**SUPPLIED INFORMATION**
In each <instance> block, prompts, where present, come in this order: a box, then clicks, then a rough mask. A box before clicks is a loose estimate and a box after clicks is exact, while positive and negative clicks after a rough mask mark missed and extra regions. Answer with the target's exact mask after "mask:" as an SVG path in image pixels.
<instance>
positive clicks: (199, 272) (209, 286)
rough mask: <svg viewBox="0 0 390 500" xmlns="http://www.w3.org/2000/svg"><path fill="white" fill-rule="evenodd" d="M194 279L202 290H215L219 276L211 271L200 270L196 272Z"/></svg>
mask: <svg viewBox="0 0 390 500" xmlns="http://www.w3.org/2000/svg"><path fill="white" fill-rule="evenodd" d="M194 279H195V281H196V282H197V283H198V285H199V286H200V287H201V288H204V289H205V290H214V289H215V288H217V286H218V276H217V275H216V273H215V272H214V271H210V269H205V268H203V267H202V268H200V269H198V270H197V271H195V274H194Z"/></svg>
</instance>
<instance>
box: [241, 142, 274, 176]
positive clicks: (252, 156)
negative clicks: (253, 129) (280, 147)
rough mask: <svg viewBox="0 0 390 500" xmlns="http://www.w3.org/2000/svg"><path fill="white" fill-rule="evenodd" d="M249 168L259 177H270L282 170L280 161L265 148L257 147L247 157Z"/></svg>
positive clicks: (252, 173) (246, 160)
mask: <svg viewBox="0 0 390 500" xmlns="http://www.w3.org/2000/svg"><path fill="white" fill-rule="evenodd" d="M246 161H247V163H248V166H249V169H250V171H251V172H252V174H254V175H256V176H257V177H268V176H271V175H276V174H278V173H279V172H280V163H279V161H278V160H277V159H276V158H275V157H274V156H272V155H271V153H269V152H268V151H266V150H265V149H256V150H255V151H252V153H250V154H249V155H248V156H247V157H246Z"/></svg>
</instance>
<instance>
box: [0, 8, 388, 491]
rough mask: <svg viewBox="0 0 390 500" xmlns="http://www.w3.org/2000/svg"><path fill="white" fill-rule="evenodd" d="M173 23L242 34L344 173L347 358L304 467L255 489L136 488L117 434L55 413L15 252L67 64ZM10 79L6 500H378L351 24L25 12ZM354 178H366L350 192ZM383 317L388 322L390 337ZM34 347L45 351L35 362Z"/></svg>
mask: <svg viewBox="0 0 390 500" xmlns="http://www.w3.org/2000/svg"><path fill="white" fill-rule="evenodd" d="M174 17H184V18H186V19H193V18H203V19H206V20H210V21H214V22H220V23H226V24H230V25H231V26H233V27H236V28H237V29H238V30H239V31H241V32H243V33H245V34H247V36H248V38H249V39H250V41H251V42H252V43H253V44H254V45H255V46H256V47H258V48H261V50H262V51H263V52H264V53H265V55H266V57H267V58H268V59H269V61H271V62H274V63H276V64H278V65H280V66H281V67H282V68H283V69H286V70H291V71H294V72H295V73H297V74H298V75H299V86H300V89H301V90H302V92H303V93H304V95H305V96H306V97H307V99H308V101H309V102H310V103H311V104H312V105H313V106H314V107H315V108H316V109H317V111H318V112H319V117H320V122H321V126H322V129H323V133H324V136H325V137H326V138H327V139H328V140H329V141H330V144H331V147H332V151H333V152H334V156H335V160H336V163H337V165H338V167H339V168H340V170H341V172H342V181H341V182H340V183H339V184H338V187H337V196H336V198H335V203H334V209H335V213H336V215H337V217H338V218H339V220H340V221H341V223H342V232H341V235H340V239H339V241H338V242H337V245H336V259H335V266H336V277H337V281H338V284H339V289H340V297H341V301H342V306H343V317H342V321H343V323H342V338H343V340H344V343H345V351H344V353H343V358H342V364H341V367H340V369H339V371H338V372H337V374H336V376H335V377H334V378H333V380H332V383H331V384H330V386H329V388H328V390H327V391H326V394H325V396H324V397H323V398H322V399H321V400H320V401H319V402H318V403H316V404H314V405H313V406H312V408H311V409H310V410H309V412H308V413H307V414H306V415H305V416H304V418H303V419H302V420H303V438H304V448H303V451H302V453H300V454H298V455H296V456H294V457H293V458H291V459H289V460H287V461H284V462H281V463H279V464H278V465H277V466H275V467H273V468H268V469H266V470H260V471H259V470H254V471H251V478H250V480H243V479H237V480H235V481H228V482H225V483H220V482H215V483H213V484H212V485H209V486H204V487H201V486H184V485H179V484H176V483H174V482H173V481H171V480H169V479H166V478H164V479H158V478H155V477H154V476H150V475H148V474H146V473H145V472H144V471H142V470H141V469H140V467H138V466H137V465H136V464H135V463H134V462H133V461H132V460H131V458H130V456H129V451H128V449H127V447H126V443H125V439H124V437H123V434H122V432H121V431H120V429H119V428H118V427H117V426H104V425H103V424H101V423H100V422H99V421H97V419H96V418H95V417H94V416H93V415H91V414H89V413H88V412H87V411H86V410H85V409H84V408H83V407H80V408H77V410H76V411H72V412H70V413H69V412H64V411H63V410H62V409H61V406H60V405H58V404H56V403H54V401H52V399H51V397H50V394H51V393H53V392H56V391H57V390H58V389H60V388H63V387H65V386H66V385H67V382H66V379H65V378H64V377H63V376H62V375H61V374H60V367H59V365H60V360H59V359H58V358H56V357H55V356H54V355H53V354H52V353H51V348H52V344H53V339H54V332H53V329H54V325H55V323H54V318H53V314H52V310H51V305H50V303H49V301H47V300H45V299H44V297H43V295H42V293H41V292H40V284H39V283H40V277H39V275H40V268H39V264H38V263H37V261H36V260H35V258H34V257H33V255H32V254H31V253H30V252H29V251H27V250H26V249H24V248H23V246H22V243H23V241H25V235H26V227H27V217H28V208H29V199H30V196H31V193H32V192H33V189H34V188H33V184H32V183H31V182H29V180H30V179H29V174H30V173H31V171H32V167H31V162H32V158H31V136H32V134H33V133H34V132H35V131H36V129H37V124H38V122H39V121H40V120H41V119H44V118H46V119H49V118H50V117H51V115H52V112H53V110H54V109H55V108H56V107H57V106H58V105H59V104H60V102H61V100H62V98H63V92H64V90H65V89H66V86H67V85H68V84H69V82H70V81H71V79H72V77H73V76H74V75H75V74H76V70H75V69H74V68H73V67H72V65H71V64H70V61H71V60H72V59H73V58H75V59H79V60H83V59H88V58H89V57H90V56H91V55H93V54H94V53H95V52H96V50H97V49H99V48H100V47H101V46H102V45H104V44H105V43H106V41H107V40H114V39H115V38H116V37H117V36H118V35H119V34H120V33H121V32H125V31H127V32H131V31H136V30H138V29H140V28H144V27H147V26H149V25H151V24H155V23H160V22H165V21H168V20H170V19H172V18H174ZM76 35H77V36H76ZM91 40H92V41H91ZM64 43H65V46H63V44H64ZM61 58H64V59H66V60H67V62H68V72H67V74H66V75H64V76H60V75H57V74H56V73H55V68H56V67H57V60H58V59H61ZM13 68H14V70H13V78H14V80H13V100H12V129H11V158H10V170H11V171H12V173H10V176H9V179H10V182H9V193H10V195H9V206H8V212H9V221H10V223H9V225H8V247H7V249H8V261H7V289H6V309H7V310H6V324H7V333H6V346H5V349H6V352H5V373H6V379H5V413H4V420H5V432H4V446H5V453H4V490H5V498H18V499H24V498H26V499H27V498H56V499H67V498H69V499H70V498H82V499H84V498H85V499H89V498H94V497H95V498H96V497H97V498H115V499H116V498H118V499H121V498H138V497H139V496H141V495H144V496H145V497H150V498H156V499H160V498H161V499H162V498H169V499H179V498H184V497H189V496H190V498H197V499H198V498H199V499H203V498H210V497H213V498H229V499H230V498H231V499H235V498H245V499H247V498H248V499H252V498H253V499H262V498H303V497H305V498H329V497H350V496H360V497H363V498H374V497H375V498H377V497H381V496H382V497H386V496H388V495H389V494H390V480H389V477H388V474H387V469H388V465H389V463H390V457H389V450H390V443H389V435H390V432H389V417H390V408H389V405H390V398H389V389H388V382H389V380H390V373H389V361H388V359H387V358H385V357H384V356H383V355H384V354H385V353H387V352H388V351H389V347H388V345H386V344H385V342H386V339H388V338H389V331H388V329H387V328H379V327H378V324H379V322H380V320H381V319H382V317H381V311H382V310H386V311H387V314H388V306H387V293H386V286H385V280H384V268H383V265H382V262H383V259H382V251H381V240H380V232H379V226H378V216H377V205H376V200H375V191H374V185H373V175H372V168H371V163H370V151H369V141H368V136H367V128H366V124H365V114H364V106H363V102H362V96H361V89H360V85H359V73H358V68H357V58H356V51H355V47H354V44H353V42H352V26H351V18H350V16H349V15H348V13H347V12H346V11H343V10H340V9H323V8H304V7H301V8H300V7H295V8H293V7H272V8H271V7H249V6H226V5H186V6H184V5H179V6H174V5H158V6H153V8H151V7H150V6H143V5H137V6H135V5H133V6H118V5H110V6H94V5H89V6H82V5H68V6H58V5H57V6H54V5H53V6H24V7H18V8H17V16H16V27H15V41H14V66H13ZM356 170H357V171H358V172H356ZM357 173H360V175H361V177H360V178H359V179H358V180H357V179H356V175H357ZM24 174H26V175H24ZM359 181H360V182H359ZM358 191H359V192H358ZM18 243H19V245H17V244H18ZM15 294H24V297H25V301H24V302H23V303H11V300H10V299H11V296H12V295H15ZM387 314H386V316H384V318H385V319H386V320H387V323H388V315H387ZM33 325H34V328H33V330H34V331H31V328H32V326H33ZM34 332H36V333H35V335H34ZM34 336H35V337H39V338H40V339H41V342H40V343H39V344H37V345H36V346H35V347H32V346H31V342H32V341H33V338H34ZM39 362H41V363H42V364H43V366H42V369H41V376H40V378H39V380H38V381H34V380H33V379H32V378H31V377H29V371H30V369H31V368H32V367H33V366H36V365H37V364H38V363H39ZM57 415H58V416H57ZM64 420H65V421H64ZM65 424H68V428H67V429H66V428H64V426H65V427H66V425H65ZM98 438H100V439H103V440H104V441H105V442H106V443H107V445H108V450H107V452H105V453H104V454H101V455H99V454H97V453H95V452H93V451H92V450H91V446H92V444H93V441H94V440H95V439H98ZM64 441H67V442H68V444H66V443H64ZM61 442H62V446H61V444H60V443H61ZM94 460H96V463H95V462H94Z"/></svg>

**THE TASK**
Which lines above hold the string "negative"? Copy every one of them.

**EXPECTED ANSWER**
In each <instance> block, prompts, where present, come in this order: a box, then clicks, then a rough mask. A box before clicks is a loose estimate and a box after clicks is exact, while positive and negative clicks after a rough mask mark missed and extra regions. Answer with the target's exact mask after "mask:" as an SVG path in image pixels.
negative clicks: (253, 129) (280, 147)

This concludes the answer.